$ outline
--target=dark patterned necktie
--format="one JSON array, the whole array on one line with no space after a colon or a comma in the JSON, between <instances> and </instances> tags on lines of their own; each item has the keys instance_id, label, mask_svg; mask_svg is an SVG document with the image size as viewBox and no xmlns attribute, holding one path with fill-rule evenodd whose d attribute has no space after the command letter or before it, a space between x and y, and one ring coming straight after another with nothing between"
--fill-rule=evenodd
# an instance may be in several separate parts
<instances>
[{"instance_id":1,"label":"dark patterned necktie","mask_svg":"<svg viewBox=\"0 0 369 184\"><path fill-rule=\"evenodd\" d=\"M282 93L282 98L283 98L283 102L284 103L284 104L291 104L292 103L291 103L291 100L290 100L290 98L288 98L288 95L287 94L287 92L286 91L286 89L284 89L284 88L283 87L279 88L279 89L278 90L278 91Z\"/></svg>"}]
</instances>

- _Exercise prompt_
Repeat the lines above, replacing "separate parts" with "disconnected pieces" and keeping everything else the same.

- _Response to this exercise_
$ outline
--target=dark patterned necktie
--format="one JSON array, the whole array on one line with no space after a colon or a comma in the JSON, between <instances> and </instances> tags on lines of their own; each item has the keys instance_id, label, mask_svg; mask_svg is an SVG document with the image size as viewBox and no xmlns attribute, holding one path with fill-rule evenodd whose d attribute has no space after the command letter or before it, a space between x and y, and one ring coming straight after another with nothing between"
--fill-rule=evenodd
# an instance may be in several disconnected pieces
<instances>
[{"instance_id":1,"label":"dark patterned necktie","mask_svg":"<svg viewBox=\"0 0 369 184\"><path fill-rule=\"evenodd\" d=\"M282 93L282 98L283 98L283 102L284 103L284 104L291 104L292 103L291 103L291 100L290 100L290 98L288 98L288 95L287 94L287 92L286 91L286 89L284 89L284 88L283 87L279 88L279 89L278 90L278 91Z\"/></svg>"}]
</instances>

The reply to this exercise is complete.